* **Your objective**:
Copy out the records below word for word, reproducing every line unchanged.

Rows from a pointing dataset:
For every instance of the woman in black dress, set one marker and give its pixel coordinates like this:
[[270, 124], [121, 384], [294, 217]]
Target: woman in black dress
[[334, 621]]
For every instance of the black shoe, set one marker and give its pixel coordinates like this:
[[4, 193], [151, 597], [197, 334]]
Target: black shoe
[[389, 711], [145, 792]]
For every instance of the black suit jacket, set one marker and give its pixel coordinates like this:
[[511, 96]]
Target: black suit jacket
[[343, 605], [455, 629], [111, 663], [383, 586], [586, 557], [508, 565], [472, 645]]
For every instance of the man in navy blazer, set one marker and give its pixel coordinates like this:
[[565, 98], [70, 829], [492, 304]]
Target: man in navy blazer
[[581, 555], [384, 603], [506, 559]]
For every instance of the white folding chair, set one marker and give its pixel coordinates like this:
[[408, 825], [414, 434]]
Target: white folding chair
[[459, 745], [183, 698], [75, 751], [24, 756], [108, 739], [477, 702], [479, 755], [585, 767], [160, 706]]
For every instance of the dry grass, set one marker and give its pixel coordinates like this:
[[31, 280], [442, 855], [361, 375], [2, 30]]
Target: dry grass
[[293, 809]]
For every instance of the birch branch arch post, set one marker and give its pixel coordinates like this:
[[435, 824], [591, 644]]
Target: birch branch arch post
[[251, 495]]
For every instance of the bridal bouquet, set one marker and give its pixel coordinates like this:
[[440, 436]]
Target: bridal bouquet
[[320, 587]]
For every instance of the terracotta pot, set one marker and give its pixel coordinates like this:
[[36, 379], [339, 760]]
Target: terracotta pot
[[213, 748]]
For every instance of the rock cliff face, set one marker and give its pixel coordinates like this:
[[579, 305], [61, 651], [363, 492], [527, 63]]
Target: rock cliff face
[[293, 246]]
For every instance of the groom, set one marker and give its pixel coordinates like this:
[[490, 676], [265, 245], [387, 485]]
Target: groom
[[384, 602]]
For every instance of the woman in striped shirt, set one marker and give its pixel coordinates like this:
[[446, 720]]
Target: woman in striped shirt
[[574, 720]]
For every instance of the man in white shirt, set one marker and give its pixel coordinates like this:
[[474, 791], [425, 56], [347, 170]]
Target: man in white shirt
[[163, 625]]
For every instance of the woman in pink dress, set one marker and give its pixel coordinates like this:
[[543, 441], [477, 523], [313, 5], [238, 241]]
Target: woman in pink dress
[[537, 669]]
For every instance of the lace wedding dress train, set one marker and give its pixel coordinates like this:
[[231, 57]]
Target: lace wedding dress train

* **Solution for this problem**:
For every instance of the woman in black dress, set one marker and give its pixel coordinates like this:
[[270, 124], [121, 384], [294, 217]]
Target: woman in black dress
[[334, 621]]
For every instance of the black shoe, set one marker and give its pixel coordinates like this:
[[4, 193], [151, 597], [197, 334]]
Target: black shoe
[[389, 711], [145, 792]]
For every instance of the black suit jacket, set one marker and give its pixel coordinates like this:
[[511, 96]]
Target: black suit jacket
[[343, 605], [455, 629], [111, 663], [383, 586], [586, 557], [508, 565], [472, 645]]
For every instance of the man in navy blazer, set one marker and give its pixel coordinates like this:
[[565, 98], [70, 829], [492, 304]]
Target: man in navy blazer
[[581, 555], [384, 603], [506, 559]]
For every instance of the white folding chair, set one marker and give its pixel coordinates like this:
[[408, 825], [414, 434]]
Target: white folding chair
[[459, 745], [183, 698], [75, 751], [24, 756], [108, 739], [477, 702], [479, 755], [585, 767], [160, 706]]
For every instance of the dry grass, set one marker and give its pixel coordinates like this:
[[31, 280], [442, 855], [361, 375], [2, 30]]
Target: dry grass
[[293, 809]]
For every instance of the birch branch arch post, set one marker and give its pixel coordinates like this:
[[435, 824], [591, 644]]
Target: birch branch arch post
[[251, 495]]
For every instance of the bridal bouquet, set one marker and give its pixel coordinates like this:
[[440, 436]]
Target: bridal bouquet
[[320, 587]]
For every instance of the terracotta pot, set one marker and give its pixel coordinates like this:
[[36, 379], [339, 760]]
Target: terracotta pot
[[213, 748]]
For every instance of the rock cliff face, set one marker and give its pixel coordinates like this:
[[579, 305], [61, 651], [363, 492], [527, 63]]
Target: rock cliff face
[[293, 246]]
For every instance of the groom, set one marker and give its pixel coordinates like this:
[[490, 676], [265, 245], [387, 485]]
Target: groom
[[384, 602]]
For every instance of the woman in striped shirt, set one marker and give its pixel coordinates like this:
[[446, 720]]
Target: woman in striped shirt
[[574, 720]]
For every instance of the man in white shirt, set one marker and give its pixel coordinates like this:
[[474, 791], [425, 56], [347, 170]]
Target: man in white shirt
[[163, 625]]
For every instance of the woman in pink dress, set one marker and give its pixel coordinates like this:
[[543, 441], [477, 523], [313, 5], [238, 241]]
Target: woman in pink dress
[[537, 669]]
For every instance of the lace wedding dress train, set one marker and give its pixel coordinates like this:
[[231, 57]]
Target: lace wedding dress train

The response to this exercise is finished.